_Seçilen metin_.
• • •
Absürd öğeler konusunda ise beli veya göğsü yerine kolunda silah kılıfı ile dolaşan Meksikalı devrimciler, kavurucu güneşin altında dahi siyah takım elbiseden ödün vermeyen Avusturyalı ajanlar, fahişelerin cirit attığı bir salonda Bach'tan piyano eserleri çalan Sabata, bir ahırın içinde yerde duran ve hikayeye bir şekilde dahil edilen akordeon, Albay Skimmel'in çalışma odasında muhbirleri yoketmek amacıyla kullandığı, topları gerçek mermilerle dolu olan gemi maketi akla gelebilecek ilk örneklerdir.
Spaghettilerin vazgeçilmez öğelerinden birisi olan stres yaratma faktörü ise bıçakla sabitlenmiş nota defterine bakarak çaldığı parçayı bitirmeden düelloya oturmayan Sabata'nın bu mini konseri esnasında kendisine bakan onlarca çift Meksikalı ve Avusturyalının gözüyle verilmektedir.
Toplu veya yalnız olarak izlenebilecek bu pulp Spaghetti örneği, günümüzün iflah olmaz Spaghetti Western hayranlarından Quentin Tarantino'nun 1996 yılında Texas'ta kendi adına düzenlediği bir film festivali için seçtiği filmlerden birisidir. Ayrıca Spaghettilere Emek Veren Besteciler konusunda ele aldığımız Bruno Nicolai, en başarılı Spaghetti Western kompozisyonlarını bu film için gerçekleştirmiştir.
• • •
_Verilen bilgiler_.
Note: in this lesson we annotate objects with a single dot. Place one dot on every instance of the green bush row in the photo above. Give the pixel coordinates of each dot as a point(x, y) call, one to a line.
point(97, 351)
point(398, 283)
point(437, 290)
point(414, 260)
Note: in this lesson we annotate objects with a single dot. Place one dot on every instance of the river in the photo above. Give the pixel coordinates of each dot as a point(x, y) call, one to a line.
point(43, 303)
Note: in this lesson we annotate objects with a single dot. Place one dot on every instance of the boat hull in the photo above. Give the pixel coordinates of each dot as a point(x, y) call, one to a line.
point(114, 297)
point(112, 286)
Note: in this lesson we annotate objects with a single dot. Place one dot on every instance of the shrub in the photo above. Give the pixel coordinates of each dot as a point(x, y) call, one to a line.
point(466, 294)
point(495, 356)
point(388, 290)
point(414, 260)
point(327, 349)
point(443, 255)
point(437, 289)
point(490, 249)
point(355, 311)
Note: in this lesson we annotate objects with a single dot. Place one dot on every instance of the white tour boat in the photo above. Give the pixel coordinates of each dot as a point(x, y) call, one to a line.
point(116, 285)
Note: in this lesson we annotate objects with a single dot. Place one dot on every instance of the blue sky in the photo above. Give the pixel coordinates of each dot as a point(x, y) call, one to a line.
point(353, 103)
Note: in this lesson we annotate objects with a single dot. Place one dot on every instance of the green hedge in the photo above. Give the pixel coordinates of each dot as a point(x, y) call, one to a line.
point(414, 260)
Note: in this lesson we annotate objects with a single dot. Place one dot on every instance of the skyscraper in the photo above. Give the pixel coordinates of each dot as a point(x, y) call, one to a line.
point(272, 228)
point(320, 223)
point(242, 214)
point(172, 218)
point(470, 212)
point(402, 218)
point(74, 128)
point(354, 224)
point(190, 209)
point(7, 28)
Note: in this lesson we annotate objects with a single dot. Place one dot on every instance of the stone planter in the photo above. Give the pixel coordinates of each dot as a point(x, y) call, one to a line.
• • •
_Görev tanımı_.
Sabata hakkındaki metne göre şu soruları lütfen yanıtlayın, cevapları da aynı şekilde numaralandırın:
1. Sabata, fahişelerin cirit attığı salonda kimin piyano eserlerini çalıyor?
2. Sabata'nın baktığı nota defteri neyle sabitlenmiş?
3. Quentin Tarantino kendi adına düzenlediği film festivalini hangi yıl ve nerede yaptı?

_Görevin cevabı_.
1. Bach'ın.
2. Bıçakla.
3. 1996 yılında, Texas'ta.